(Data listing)
---+---

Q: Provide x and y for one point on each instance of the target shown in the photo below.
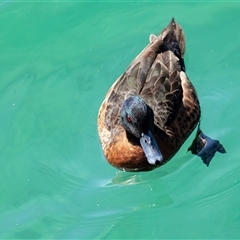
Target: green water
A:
(57, 61)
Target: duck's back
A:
(158, 76)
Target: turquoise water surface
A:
(57, 61)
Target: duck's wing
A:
(154, 75)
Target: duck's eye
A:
(129, 119)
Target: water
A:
(58, 59)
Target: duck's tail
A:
(205, 147)
(174, 39)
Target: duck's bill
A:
(151, 149)
(205, 147)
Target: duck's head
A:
(138, 120)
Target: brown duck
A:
(152, 108)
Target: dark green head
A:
(136, 116)
(138, 120)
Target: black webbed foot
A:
(205, 147)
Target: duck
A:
(152, 108)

---+---

Convert the items from the line with "Target: dark green head" through the end of the items into a two-column CSV with the headers item and answer, one row per item. Put each item's text and its answer in their own quoted fields, and replace any line breaks with spaces.

item,answer
"Target: dark green head A:","(136, 116) (138, 120)"
"Target: black webbed foot A:","(205, 147)"
"Target: duck A:","(152, 108)"